SELECTED EXCERPT —

____________

Professor’s poem dedicated to wife published in national journal

August 13, 2010 | Arts, UToday
By Josh Martin



Dr. Blair Grubb’s poem was printed on the inside back cover of the autumn issue of The Pharos of Alpha Omega Alpha. The illustration is by Jim M’Guinness.

Dr. Blair Grubb’s poem was printed on the inside back cover of the autumn issue of The Pharos of Alpha Omega Alpha. The illustration is by Jim M’Guinness.

Dr. Blair Grubb, professor of medicine and pediatrics as well as director of UT’s Electrophysiology Program, does not see the human heart as just a muscular organ responsible for pumping blood throughout the body. He also sees it as the seat of value and meaning for humans, the fount of our existential drive.

And with Grubb’s heart, this value, meaning and drive is directed at his wife, Barbara Straus, who he has passionately loved for 34 years.

“Barbara is an amazing woman: a mother, wife, pediatrician and community leader who has bravely battled brain cancer for the last two years,” Grubb said. “She has never once given into remorse or self-pity; rather, she lives each day to its fullest.”

____________

Pick up the article on the professor's poem for his wife and continue it from its last sentence. The items have nothing to do with the article.

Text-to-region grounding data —
____________

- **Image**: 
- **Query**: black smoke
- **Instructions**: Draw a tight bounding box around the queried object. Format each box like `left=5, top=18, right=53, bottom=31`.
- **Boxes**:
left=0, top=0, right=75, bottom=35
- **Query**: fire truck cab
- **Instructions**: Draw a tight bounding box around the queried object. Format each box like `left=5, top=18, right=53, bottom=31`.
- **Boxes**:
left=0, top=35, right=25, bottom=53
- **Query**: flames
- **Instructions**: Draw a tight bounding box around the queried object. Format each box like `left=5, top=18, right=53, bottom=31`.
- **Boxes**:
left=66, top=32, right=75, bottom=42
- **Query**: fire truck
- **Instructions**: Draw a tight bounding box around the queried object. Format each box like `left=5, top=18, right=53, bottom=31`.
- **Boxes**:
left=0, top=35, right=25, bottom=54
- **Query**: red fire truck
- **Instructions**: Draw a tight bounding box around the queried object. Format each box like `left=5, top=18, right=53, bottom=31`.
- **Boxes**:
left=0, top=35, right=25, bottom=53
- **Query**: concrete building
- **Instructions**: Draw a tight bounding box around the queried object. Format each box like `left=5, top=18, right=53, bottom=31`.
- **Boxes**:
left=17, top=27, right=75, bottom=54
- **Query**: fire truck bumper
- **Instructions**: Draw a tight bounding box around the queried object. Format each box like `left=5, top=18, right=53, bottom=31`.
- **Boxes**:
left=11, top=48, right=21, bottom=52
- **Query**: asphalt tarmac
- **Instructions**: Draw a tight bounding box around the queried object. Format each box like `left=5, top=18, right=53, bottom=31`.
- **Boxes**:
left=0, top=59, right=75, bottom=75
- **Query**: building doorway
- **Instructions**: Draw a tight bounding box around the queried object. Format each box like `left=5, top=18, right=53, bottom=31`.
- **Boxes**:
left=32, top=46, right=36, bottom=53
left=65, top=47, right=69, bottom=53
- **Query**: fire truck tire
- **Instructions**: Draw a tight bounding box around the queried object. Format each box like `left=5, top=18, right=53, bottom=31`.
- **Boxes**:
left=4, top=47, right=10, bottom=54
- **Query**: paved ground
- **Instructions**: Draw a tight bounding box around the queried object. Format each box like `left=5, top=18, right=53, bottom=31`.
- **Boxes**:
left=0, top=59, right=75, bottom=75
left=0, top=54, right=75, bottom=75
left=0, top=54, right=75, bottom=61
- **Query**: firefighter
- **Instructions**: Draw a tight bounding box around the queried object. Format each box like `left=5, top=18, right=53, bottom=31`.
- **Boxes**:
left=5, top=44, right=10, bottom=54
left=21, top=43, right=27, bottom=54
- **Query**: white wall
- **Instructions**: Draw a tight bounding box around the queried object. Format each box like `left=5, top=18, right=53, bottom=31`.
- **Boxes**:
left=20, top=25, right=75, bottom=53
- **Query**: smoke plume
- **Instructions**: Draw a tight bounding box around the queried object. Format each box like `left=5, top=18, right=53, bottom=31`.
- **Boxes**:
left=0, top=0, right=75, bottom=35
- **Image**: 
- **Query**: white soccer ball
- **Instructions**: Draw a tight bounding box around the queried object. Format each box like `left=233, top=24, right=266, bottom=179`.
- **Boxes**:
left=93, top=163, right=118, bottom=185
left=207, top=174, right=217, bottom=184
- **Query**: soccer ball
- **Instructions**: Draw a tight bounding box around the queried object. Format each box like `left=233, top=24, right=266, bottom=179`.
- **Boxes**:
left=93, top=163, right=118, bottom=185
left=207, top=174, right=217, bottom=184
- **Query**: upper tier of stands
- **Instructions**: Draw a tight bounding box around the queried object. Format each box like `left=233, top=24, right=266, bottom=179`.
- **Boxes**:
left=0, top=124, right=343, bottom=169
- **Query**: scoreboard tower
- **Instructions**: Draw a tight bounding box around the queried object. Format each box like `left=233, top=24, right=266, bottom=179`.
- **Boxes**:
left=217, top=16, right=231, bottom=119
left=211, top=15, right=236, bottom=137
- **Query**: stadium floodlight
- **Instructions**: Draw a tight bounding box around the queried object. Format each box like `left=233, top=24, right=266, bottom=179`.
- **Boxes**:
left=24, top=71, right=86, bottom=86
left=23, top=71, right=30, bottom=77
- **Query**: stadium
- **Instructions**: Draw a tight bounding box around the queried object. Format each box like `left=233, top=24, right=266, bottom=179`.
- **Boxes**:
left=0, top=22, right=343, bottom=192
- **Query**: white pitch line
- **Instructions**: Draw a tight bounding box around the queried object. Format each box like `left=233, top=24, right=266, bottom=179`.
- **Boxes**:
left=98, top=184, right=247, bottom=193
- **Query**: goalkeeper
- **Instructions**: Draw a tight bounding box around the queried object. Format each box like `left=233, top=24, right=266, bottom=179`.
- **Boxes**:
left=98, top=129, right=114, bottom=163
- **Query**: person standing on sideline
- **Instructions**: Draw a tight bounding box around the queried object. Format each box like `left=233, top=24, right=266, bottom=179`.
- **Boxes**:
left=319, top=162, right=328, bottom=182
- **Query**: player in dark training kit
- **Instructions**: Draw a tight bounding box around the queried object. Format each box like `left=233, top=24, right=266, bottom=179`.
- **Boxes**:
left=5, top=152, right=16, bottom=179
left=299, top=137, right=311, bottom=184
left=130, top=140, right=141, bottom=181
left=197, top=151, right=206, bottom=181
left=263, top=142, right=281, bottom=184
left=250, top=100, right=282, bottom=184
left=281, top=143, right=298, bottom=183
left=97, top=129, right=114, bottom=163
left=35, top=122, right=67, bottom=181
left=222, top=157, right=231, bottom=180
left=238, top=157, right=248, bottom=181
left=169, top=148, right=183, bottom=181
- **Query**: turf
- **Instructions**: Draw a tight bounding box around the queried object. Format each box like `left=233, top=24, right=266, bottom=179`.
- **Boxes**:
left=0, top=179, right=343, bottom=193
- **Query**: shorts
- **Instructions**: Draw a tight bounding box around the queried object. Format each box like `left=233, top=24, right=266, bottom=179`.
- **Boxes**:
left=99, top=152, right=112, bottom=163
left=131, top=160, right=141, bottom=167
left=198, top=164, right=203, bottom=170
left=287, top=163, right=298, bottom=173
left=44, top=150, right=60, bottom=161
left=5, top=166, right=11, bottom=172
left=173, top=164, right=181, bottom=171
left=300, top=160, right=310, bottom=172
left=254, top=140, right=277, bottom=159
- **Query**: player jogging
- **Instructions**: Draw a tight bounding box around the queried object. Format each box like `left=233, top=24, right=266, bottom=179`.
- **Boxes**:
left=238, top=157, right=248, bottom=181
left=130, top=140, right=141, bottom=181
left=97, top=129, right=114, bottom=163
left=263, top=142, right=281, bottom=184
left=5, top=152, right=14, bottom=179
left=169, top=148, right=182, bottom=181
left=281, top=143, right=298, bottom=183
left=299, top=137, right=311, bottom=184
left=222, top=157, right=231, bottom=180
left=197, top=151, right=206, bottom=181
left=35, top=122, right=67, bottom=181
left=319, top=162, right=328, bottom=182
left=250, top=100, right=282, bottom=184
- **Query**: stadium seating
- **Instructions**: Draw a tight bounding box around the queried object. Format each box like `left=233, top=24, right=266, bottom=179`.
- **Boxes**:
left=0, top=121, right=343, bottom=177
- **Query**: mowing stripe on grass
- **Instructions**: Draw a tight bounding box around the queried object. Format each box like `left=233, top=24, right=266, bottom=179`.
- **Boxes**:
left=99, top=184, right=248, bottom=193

____________

TASK OUTPUT —
To celebrate her and the strength she has exhibited in battling cancer, Grubb wrote a poem titled “The Gaze” about her and their relationship that was published in the autumn issue of The Pharos. The quarterly journal is published by Alpha Omega Alpha, a prestigious national medical honor society of which Grubb is a member.

Part of the poem reads, “Turning to me your eyes tell it all. A gaze that reaches to my heart’s core.”

Grubb

Grubb

“The Pharos publishes engaging and scholarly essays and poetry on a wide array of medical subjects, emphasizing the artistic, the literary, and the place of music, language and culture in medicine,” said Debbie Lancaster, managing editor of the publication.

“The poem is an attempt to put into words the deep feeling and admiration that I have for Barbara,” Grubb said. “It was very gratifying to have the poem accepted for publication. I have always admired the way that The Pharos tries to blend medicine and the humanities into a seamless whole.”

Physicians need to observe this mixture, Grubb said. “Medicine is not a science, but rather it is an art that uses science as one of its tools in the act of reducing human pain and suffering. To lose sight of medicine’s human aspects and origins is to risk depersonalizing people into mere things.”

In fact, Grubb thinks that medicine is “among the foremost of the humanities.” After all, he asked, “What other animal cares for its ill or wounded?”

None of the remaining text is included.